Consigne:
Mettez à jour le passage de l'extrait fourni compris entre « Les lignes suivantes » et « telles une esquisse. » inclus, en y remplaçant « esquisse » par « ébauche ».

Extrait fourni:
++++
Nouvelles réalités, vieux désirs

Les lignes suivantes doivent être lues comme de simples propositions pour le débat. Elles se veulent des analyses sommaires de quelques réalités en transformation par rapport au contexte où certains types d’intervention anarchiste spécifique ont été conçus. C’est une simple tentative de poser quelques questions dans les termes corrects pour pouvoir ensuite les approfondir. Nous sommes conscients du fait que les analyses que nous exposons ici sont trop générales et superficielles en regard de l’approfondissement que nécessiteraient certains points. Mais il ne peut en être autrement, puisqu’il s’agit d’une brève contribution pour le débat et qu’elles ne serviront que de point de départ, telles une esquisse.

La plupart des méthodes d’intervention dans la réalité dont nous avons hérité et dont nous disposons actuellement, ont été développées – même si elles répondaient certainement à des traditions, des élans, des intuitions ou des certitudes aussi vieilles que la guerre sociale elle-même – en des temps particuliers, en des temps de défaite. L’échec de l’assaut du ciel avec la restructuration capitaliste des années 70 et 80 ont profondément modifié la nature du conflit social. A l’automatisation et l’atomisation de la production a correspondu un processus d’automatisation et d’atomisation sociale, marqué par la décomposition des milieux ouvriers et par l’apparition d’un nouveau type anthropologique, en gestation depuis l’après-guerre. Ce type se caractérise par sa pusillanimité, l’infantilisme, sa volubilité, la disposition à déléguer tous les aspects de son existence à des instances supérieures ainsi que par le fait de vivre dans un éternel présent sans garder en mémoire que son propre milieu a été radicalement transformé dans un processus de falsification sur le modèle du parc à thème.
++++
Informations extraites:
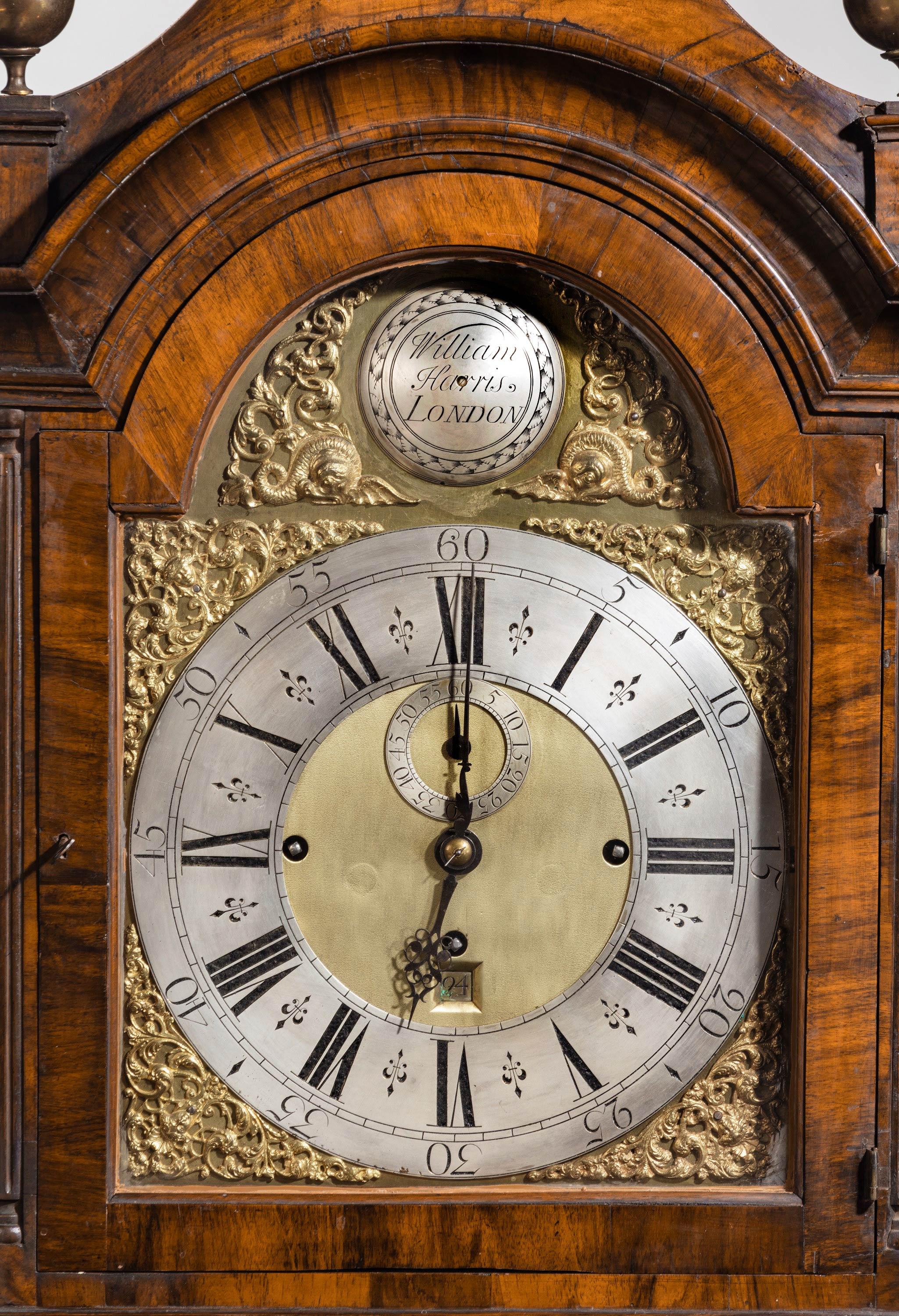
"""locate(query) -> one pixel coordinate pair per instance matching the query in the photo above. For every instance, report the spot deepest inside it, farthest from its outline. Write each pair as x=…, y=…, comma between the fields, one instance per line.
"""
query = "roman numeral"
x=327, y=640
x=577, y=1065
x=225, y=861
x=461, y=1095
x=248, y=966
x=694, y=857
x=446, y=606
x=657, y=972
x=664, y=737
x=269, y=739
x=578, y=652
x=328, y=1056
++++
Résultat ci-dessous:
Les lignes suivantes doivent être lues comme de simples propositions pour le débat. Elles se veulent des analyses sommaires de quelques réalités en transformation par rapport au contexte où certains types d’intervention anarchiste spécifique ont été conçus. C’est une simple tentative de poser quelques questions dans les termes corrects pour pouvoir ensuite les approfondir. Nous sommes conscients du fait que les analyses que nous exposons ici sont trop générales et superficielles en regard de l’approfondissement que nécessiteraient certains points. Mais il ne peut en être autrement, puisqu’il s’agit d’une brève contribution pour le débat et qu’elles ne serviront que de point de départ, telles une ébauche.